**Ejercicios propuestos**
a. ¿Puedes reproducir sin cambios el fragmento sobre el arte moderno, comenzando en "El suicidio de" y terminando en "las cuevas rupestres."?
b. ¿Podrías retomar el fragmento sobre el arte moderno y seguir escribiéndolo a partir de su última frase?

**Fragmento del documento**
___

Así como David fue el gran pintor de la Revolución al convertirla---en su cuadro del asesinato de Marat, que Azúa lee en clave cristológica o sacrificial, lo mismo que la insistentente iconología del Che---en algo muerto y petrificado, Goya, pintor del suceso (casi en la acepción periodística de la palabra) prefigura la banalización del mal que hoy inunda nuestras ciudades abstractas y racionales, situación en la que los últimos demonios se han instalado en nuestro interior (porque los hemos expulsado de todos los demás sitios) y en la que el mal ya lo administra el Estado, el ente , como ha demostrado sobre todo la historia de los siglos recientes, de mayor poder de racionalización y ordenación junto a esa otra institución, en el fondo complementaria y coextensiva con la del Estado, el yo o personalidad individual. Azúa lo pinta en los siguientes términos, aunque con un discutible bucle hobbesiano:"Mientras los demonios vivieron en el mundo, en los bosques, en los cruces de caminos, podíamos negociar con ellos, pero ahora que han invadido nuestros cuerpos, y para evitar que nos volvamos todos locos, los representará el Estado"(pág. 105).






El suicidio de Rothko y la performance llevada a cabo por James Lee Byars en la Documenta de Kassel de 1972, cuando irrumpieron los productos artísticos audiovisuales y se generalizaron el plagio y el comentario, certifican para el autor la tragedia y el principio del fin del Arte moderno, momento final de lo que había epezado 30.000 años antes en las cuevas rupestres.

___

**Material presentado**

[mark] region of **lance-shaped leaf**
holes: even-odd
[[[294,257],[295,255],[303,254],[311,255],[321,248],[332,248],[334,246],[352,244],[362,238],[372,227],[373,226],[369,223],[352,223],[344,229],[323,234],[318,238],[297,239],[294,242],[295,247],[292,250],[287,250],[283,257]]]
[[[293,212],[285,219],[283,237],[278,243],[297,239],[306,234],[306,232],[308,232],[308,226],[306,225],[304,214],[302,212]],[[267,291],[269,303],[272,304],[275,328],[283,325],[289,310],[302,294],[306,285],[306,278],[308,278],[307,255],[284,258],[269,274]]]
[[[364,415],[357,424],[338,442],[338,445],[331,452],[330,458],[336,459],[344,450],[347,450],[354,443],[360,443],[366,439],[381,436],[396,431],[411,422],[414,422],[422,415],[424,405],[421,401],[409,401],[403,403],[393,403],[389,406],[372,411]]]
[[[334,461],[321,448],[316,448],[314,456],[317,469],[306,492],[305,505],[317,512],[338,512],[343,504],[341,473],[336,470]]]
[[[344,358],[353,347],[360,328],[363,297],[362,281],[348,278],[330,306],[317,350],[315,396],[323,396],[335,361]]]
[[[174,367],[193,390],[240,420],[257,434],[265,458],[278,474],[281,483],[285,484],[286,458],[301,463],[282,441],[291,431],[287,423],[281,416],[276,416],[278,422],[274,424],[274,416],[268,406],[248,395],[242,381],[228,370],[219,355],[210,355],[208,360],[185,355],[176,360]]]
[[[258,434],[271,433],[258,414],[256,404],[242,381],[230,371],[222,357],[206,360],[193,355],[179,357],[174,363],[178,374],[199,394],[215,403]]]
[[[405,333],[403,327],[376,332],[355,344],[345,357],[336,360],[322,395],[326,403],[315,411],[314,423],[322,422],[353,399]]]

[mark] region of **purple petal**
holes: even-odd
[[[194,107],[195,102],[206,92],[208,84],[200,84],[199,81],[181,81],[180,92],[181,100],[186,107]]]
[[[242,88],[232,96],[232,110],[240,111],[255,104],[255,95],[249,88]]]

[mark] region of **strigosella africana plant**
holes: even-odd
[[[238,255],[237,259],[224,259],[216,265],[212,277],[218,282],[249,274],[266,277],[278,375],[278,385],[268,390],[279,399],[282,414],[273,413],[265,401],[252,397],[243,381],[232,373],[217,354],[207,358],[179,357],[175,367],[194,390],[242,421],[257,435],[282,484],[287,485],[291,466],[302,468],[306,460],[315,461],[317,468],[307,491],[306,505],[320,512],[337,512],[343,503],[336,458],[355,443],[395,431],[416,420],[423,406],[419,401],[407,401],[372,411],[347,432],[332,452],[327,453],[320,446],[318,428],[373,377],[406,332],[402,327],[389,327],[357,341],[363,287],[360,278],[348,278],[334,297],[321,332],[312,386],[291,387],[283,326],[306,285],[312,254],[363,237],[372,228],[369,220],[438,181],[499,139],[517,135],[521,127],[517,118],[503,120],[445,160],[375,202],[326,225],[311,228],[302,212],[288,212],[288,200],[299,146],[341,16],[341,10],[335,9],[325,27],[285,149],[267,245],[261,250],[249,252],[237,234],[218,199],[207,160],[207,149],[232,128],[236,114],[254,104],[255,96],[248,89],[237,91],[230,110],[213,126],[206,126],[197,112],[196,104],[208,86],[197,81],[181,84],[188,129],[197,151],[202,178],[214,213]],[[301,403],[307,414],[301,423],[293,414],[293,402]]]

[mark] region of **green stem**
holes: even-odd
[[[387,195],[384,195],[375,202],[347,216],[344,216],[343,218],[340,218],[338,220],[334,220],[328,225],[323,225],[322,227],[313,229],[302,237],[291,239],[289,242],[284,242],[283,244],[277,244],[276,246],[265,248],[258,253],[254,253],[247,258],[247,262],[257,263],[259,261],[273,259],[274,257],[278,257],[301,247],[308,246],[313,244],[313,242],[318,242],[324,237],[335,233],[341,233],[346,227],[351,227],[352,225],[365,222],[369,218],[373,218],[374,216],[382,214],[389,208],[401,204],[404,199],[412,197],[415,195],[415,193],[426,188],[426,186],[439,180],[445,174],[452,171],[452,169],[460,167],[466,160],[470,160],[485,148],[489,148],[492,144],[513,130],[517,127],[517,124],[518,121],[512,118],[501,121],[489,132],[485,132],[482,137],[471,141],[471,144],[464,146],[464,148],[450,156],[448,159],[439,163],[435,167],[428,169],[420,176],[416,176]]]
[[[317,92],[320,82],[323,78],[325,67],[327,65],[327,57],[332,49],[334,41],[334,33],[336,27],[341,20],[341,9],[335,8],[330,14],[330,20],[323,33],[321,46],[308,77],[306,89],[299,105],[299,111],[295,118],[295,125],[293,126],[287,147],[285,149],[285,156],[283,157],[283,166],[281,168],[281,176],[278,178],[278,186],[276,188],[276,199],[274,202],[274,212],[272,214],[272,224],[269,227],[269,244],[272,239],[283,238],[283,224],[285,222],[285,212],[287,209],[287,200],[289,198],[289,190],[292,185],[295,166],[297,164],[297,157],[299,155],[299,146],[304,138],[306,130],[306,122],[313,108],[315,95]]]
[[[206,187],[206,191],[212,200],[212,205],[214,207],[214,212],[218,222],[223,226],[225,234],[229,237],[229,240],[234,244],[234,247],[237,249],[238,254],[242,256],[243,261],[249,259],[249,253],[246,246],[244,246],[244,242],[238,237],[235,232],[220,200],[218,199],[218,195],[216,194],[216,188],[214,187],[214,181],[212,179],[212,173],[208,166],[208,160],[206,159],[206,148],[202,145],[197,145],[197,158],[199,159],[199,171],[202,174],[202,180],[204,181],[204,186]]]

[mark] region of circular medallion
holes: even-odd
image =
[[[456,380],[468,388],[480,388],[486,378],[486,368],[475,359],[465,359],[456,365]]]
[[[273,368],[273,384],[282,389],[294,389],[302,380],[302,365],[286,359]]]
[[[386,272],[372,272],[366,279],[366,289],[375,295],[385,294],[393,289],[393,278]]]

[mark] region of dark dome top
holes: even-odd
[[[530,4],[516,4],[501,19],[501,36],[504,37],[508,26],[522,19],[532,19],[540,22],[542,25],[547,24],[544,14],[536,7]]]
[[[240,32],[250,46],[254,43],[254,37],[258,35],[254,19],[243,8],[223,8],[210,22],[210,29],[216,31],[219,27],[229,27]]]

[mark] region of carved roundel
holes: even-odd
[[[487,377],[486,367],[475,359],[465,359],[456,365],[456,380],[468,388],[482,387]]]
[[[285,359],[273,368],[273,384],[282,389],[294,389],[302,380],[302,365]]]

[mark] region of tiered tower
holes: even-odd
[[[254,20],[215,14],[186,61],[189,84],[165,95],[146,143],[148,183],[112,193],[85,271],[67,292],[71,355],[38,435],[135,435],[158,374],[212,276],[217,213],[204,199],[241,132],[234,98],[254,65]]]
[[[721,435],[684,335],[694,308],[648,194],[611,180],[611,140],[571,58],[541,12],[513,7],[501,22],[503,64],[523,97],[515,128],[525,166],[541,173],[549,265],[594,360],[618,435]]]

___

**Respuestas del ejercicio**
a.
El suicidio de Rothko y la performance llevada a cabo por James Lee Byars en la Documenta de Kassel de 1972, cuando irrumpieron los productos artísticos audiovisuales y se generalizaron el plagio y el comentario, certifican para el autor la tragedia y el principio del fin del Arte moderno, momento final de lo que había epezado 30.000 años antes en las cuevas rupestres.

b.
La segunda parte del ensayo, notablemente más breve, trata de dar cuenta de la diferencia entre poesía---inseparable en los orígenes del canto y de la danza---que ha de suponer cercanía de la palabra,entendida como objeto viviente que no cabe apropiarse, puesto que como ya se dijo estará siempre fuera--- y Lenguaje o Literatura entendidos como fría descripción técnica y taxonómica tal como lo describe la Lingüística de Saussure en adelante. En la experiencia poética "no decinos palabras sino que las palabras nos dicen" (p. 143).En dicha cercanía ---Azúa parece creer en una especie de inocencia o ingenuidad semiinconsciente en el lenguaje poético y pone ejemplos al respecto de , entre otros, Góngora y el Poema de mío Cid--- se esfuerza por ver Azúa todavía la verdadera encarnadura de la palabra viva. Pero la poesía moderna, y también la novela (Proust, Kafka, Joyce et alii) quisieron ser poéticas y cayeron al cabo ---quizá involuntariamente--- en el error de imitar a la ciencia, de convertirse casi en ciencia. Ambos habían tratado de recuperar la cercanía viviente de la palabra, aunque de la peor manera posible, acudiendo a las técnicas compositivas, a la filosofía del Arte, a los constructos literarios, en un exceso de autoconsciencia. De ahí, se nos cuenta, que Gil de Biedma respondiera a sus amigos, cuando le incitaban a que siguiera escribiendo poesía, que esta tarea ya se ha había convertido para él en "como si hiciera los deberes del colegio".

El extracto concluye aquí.